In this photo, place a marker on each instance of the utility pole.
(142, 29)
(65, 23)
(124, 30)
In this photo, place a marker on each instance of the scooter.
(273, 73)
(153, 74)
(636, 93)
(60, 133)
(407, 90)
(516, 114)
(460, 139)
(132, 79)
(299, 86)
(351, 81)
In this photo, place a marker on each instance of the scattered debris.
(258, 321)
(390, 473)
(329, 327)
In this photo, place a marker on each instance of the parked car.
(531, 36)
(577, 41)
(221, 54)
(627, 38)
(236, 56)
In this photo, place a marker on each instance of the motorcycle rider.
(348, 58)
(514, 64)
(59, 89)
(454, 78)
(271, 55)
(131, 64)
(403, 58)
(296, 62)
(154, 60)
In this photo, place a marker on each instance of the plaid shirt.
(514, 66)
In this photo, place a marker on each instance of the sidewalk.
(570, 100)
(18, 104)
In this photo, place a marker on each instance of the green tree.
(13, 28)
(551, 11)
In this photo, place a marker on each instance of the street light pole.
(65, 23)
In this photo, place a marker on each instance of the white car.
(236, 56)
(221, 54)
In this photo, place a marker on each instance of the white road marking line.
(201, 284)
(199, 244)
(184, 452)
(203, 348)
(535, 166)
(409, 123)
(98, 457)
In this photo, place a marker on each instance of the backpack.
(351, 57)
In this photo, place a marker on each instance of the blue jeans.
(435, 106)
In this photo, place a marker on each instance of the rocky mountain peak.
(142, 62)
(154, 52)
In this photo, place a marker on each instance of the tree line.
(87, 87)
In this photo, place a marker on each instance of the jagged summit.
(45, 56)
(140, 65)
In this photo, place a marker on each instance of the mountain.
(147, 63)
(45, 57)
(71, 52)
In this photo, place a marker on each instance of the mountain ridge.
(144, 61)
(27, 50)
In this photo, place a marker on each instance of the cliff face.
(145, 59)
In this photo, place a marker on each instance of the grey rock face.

=== About this exercise ===
All lines from the one containing "the cliff face." down to the final line above are to be restated word for word; leave out the rest.

=== Result of the task ===
In this photo, place a marker on each instance of the cliff face.
(145, 59)
In this photo, place a marker on each instance of the grey rock face.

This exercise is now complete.